> _EXTRACTED INFORMATION_:
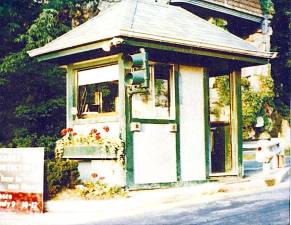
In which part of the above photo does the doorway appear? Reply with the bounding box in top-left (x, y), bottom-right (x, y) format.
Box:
top-left (209, 75), bottom-right (233, 174)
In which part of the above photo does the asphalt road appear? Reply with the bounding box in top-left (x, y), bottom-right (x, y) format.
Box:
top-left (95, 182), bottom-right (290, 225)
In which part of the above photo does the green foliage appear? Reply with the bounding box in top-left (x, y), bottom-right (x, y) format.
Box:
top-left (18, 9), bottom-right (70, 50)
top-left (45, 159), bottom-right (80, 200)
top-left (213, 76), bottom-right (230, 106)
top-left (271, 0), bottom-right (290, 118)
top-left (0, 2), bottom-right (68, 146)
top-left (0, 0), bottom-right (41, 58)
top-left (260, 0), bottom-right (274, 15)
top-left (213, 74), bottom-right (275, 139)
top-left (241, 75), bottom-right (274, 139)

> _AIM OF THE EXERCISE_: Taking the line with "In which part of the above photo does the asphalt" as the first and the line with "In which part of the above photo does the green" as the last, retype that stretch of the data above exactly, with no other lines.

> _YOUR SOLUTION_:
In which part of the above photo does the asphalt road appear? Reply with the bounding box in top-left (x, y), bottom-right (x, y) format.
Box:
top-left (95, 182), bottom-right (290, 225)
In which part of the above photo does the green foliage appear? Reply with the bounding box in top-left (x, y), bottom-right (x, y) format.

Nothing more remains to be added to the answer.